BRANO DI PARTENZA:

Di persone come Filippo Dal Fiore, farebbe bene incontrarne una al giorno. Un po’ come le mele, anche lui è terapeutico. Ci siamo conosciuti a dicembre a Napoli, al MeeTalents, che lui descrive come «un primo passo compiuto da 40 persone riunite nella Terra dei fuochi». È un ottimista, Filippo, è paziente e vede il bello laddove è più difficile scorgerlo. Nei piccoli passi, per esempio, «in quelli che si fanno indietro, per poi farne un altro avanti, anche se spesso la tentazione è un’altra». 

Filippo un passo indietro lo ha fatto quando ha deciso di rientrare in Italia dopo 7 anni di vagabondaggio tra Boston, l’Austria, Amsterdam e Milano, luoghi in cui ha vissuto con la scusa di un Phd nel mondo delle nuove tecnologie. «Quando iniziai a lavorare in Italia come ricercatore, realizzai che nei posti che avevo visto non si faceva ricerca come l’avevo immaginata io: si faceva tanto studio, tanto ‘maneggiamento’ di testi. Da qui l’esigenza di apprendere il mestiere in maniera più profonda e di andare a fare un dottorato all’estero». Sensazione in cui, lo sappiamo, in tanti si riconoscono.

Gli Stati Uniti lo hanno esaltato per la loro energia e la capacità di creare conoscenza. Ad Amsterdam ha fondato una start up con il suo supervisor, per portare nel mercato alcune invenzioni tecnologiche concepite oltre oceano «che all’epoca ancora nessuno faceva».

Nel frattempo si è sposato e ha provato a vivere a Boston con la sua nuova famiglia. È stato allora che ha deciso di tornare in Italia, a Padova: «Mi mancava la dimensione più umana dell’Italia, il clima stesso del Nord era diventato un problema. In fondo potevo lavorare sui miei progetti da un qualsiasi pc in qualunque parte del mondo. E poi negli ultimi anni mi ero stancato di questa vita in giro, in cui tutto è molto competitivo e funzionale. A Boston per esempio è quasi impossibile avere una vita dopo il lavoro. Volevo tornare dove avevo le mie radici, volevo rivedere i luoghi a cui ero affezionato».

Tornato a Padova, una dopo l’altra però le collaborazioni si sono concluse: «All’inizio sono rimasto spiazzato. Ma poco per volta, guidato da un senso di autoimprenditorialità che mi ha sempre caratterizzato, mi sono impegnato per spostare la mia carriera professionale verso quello che intuivo potesse darmi più soddisfazione». È stato grazie alla sua capacità di fare networking che sono arrivate delle opportunità ed è riuscito a costruirsi una professione su misura. Ha fatto di errore virtù, imparando dagli insuccessi: «Sono passato attraverso anni economicamente buoni e meno buoni, ma ero preparato e non ho mai perso tempo».

Oggi Filippo è un libero professionista e consulente, si occupa di interdisciplinarità (questo il suo sito) e si fa guidare da una visione olistica della vita: «Non credo alle iper specializzazioni – dalle esperienze che ho avuto ho imparato che al giorno d’oggi, se ti chiudi in una bolla, poi credi di essere dio e fai disastri – piuttosto, credo molto nel mettersi in connessione. E noi italiani in questo siamo bravissimi. This is the place to be».

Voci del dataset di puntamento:
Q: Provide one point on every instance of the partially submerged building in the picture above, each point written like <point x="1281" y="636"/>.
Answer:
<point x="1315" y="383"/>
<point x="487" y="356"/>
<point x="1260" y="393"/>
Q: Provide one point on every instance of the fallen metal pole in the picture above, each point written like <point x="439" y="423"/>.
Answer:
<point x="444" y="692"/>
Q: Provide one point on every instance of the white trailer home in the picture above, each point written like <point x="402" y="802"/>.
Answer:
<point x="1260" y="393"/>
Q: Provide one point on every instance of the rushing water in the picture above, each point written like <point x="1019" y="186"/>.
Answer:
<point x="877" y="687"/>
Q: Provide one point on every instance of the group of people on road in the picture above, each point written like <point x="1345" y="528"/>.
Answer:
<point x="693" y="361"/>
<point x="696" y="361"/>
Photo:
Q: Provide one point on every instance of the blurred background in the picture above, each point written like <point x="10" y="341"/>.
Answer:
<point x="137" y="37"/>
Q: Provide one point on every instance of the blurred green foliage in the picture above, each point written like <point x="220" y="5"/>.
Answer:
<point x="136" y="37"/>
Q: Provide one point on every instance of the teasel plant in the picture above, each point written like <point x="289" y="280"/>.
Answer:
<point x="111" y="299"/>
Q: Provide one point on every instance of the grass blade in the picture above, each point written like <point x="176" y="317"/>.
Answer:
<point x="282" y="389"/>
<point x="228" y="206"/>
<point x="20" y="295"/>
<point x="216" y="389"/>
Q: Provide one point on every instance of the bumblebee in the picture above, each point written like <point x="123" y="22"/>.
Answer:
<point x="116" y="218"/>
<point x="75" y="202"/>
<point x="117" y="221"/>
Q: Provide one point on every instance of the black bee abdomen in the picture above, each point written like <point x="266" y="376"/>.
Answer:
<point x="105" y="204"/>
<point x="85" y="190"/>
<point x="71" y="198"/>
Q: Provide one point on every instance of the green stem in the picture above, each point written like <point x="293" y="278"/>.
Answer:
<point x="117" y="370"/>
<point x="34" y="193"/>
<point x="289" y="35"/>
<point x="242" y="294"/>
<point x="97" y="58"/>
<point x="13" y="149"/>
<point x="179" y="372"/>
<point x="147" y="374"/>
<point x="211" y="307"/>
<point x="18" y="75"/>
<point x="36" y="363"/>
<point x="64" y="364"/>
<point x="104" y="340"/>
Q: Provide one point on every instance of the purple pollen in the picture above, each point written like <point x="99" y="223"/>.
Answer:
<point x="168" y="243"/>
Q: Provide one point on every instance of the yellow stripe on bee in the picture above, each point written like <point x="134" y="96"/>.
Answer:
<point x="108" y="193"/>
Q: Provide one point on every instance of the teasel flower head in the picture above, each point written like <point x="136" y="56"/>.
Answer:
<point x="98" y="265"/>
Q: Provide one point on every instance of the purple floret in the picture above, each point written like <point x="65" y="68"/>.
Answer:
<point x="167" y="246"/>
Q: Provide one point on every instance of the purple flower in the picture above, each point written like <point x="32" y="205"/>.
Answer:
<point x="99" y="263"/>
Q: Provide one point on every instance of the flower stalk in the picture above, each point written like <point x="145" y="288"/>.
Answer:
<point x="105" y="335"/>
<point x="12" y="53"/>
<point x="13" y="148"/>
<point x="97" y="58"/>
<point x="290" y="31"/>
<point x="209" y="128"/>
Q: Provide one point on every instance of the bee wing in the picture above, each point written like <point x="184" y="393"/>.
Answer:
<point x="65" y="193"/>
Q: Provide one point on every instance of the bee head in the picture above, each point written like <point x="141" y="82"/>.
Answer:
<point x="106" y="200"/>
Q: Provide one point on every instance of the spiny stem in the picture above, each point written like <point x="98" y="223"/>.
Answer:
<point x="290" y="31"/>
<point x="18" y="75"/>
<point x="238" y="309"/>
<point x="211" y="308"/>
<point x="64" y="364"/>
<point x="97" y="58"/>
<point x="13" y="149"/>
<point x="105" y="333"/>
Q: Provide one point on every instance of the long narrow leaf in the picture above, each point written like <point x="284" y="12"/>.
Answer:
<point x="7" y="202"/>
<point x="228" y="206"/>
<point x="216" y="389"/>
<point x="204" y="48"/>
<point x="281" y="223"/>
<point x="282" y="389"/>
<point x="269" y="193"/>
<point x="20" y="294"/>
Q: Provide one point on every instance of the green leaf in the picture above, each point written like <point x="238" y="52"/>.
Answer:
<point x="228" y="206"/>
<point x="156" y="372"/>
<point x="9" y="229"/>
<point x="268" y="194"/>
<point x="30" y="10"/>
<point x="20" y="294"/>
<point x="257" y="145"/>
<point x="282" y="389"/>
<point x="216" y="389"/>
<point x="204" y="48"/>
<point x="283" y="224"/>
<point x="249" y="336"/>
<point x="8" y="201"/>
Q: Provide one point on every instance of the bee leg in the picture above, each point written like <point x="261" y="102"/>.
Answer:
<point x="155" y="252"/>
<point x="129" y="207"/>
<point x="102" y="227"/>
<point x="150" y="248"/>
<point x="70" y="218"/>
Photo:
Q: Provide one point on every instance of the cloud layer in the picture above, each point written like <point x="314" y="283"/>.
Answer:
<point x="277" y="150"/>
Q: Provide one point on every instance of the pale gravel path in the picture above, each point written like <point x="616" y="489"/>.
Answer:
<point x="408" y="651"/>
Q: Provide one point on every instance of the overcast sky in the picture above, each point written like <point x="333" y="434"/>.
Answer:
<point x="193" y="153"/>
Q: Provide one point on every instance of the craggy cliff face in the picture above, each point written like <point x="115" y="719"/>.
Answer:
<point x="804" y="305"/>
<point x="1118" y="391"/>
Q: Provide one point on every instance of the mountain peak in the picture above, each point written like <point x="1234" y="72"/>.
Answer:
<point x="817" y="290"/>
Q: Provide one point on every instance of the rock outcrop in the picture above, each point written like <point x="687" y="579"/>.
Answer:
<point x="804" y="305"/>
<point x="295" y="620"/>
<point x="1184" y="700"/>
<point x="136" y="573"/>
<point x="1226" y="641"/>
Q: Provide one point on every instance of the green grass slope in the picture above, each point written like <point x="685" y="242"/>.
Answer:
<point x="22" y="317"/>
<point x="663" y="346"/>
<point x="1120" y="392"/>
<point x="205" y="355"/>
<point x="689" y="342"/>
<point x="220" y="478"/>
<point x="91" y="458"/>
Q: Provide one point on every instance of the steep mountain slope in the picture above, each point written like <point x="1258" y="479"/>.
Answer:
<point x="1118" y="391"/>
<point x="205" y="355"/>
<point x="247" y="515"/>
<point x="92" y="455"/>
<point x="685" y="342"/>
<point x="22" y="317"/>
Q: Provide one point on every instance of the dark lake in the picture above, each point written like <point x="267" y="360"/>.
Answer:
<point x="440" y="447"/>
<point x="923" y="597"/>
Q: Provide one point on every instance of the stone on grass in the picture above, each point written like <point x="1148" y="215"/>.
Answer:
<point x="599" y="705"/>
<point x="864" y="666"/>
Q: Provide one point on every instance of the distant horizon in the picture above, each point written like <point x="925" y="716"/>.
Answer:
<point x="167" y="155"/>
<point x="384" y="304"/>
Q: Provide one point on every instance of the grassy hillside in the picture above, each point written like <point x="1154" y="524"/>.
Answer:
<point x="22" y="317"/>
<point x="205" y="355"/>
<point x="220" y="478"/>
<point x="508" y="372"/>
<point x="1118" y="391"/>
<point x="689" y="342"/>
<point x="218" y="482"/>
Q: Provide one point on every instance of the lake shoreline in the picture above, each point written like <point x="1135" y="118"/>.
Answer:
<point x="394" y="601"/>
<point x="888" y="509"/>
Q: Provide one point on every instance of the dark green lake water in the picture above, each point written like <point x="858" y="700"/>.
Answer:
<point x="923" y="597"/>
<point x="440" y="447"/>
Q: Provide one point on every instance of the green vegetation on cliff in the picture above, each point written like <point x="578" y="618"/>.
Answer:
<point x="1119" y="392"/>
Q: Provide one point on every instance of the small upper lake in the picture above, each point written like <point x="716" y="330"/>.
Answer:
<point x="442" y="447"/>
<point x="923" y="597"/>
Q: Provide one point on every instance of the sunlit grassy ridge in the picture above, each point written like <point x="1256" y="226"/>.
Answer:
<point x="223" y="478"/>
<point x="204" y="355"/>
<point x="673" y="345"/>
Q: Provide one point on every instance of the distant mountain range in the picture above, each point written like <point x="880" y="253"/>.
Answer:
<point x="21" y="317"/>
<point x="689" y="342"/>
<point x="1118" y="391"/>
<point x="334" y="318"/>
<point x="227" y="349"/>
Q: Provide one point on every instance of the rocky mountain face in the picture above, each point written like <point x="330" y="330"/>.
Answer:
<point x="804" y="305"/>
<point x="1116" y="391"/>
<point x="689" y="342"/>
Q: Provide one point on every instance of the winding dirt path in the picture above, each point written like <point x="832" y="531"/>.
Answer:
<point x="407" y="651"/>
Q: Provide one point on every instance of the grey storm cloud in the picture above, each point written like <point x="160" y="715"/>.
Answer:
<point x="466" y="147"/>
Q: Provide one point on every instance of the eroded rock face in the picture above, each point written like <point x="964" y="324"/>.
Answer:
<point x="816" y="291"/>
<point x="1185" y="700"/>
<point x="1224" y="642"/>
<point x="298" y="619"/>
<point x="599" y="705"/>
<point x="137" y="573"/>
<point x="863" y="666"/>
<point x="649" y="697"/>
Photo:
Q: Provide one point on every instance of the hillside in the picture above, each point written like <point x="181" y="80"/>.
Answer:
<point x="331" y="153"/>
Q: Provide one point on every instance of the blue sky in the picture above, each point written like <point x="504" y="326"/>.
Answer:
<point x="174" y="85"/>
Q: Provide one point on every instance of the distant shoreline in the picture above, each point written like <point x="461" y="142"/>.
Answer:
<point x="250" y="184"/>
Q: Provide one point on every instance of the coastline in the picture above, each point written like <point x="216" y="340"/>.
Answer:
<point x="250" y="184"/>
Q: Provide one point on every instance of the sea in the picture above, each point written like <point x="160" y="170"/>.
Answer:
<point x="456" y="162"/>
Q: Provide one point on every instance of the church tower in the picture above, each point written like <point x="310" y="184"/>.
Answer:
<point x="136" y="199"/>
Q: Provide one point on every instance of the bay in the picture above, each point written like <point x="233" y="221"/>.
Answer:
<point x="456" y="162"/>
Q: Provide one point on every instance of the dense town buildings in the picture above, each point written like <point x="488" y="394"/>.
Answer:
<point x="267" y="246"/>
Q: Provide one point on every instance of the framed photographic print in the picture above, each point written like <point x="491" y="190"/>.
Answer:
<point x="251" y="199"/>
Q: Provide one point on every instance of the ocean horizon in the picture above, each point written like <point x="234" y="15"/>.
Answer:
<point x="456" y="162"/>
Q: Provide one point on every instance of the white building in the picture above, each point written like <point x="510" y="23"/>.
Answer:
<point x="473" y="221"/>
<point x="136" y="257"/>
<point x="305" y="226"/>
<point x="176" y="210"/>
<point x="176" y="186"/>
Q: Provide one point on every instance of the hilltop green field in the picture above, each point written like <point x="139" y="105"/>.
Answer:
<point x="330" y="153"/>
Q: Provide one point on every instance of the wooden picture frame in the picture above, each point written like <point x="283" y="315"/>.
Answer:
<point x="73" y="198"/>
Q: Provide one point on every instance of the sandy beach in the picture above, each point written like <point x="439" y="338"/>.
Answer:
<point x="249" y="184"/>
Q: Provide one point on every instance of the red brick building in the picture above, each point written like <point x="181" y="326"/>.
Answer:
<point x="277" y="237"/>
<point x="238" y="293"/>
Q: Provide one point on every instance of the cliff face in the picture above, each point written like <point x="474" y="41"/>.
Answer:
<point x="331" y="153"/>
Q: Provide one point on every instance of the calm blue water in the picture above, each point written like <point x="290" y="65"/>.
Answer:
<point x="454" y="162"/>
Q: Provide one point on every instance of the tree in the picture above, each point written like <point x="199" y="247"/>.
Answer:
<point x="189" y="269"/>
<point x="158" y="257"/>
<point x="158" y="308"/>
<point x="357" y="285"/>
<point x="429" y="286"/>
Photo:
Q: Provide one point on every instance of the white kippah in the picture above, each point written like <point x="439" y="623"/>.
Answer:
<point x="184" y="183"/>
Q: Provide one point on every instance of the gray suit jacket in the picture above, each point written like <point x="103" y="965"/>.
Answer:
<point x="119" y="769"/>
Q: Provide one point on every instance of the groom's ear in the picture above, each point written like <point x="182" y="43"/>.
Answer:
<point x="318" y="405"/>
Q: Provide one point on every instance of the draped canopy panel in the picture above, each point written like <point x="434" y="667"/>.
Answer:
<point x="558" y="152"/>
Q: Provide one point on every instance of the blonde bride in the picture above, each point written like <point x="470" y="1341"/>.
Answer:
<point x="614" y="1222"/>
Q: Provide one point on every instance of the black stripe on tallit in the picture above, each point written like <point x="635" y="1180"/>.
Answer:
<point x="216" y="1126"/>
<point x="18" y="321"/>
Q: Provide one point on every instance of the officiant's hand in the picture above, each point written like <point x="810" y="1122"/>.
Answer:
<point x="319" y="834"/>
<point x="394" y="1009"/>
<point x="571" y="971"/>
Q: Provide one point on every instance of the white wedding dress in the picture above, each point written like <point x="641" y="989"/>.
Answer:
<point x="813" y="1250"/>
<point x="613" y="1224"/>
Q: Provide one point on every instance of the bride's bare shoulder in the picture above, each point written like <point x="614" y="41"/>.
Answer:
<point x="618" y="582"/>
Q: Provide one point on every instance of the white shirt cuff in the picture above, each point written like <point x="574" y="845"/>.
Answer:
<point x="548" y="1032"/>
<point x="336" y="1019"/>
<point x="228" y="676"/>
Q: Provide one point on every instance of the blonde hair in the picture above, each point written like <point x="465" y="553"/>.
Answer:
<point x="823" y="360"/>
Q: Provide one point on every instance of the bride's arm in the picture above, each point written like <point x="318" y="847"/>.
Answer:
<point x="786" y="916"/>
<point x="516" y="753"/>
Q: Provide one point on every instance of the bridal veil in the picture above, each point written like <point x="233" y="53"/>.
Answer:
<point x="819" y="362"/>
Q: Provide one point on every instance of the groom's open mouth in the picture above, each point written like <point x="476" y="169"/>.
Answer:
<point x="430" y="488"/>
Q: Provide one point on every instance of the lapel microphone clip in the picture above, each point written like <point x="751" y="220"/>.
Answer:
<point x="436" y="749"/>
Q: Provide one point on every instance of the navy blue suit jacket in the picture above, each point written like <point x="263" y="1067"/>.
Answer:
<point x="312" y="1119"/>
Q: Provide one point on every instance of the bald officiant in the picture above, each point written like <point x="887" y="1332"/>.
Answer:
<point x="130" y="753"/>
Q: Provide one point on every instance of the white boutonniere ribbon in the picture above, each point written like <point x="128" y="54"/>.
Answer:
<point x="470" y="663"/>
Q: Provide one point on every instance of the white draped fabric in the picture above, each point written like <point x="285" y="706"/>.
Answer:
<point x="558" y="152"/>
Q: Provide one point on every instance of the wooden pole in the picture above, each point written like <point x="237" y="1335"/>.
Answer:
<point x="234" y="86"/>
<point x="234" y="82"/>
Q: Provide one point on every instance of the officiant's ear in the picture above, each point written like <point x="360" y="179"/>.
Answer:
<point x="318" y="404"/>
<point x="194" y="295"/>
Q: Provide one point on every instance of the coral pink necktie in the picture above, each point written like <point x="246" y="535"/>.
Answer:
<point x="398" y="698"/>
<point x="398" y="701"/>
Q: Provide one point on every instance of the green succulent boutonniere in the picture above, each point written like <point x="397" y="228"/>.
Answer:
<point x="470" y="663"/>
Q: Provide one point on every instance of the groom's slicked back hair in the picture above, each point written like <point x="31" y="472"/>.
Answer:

DETTAGLI ESERCIZIO: Ricopia la parte del brano su Filippo Dal Fiore che comincia con "Filippo un passo" e termina con "tanti si riconoscono.", sostituendo "dottorato" con "master".

RISPOSTA ESERCIZIO:
Filippo un passo indietro lo ha fatto quando ha deciso di rientrare in Italia dopo 7 anni di vagabondaggio tra Boston, l’Austria, Amsterdam e Milano, luoghi in cui ha vissuto con la scusa di un Phd nel mondo delle nuove tecnologie. «Quando iniziai a lavorare in Italia come ricercatore, realizzai che nei posti che avevo visto non si faceva ricerca come l’avevo immaginata io: si faceva tanto studio, tanto ‘maneggiamento’ di testi. Da qui l’esigenza di apprendere il mestiere in maniera più profonda e di andare a fare un master all’estero». Sensazione in cui, lo sappiamo, in tanti si riconoscono.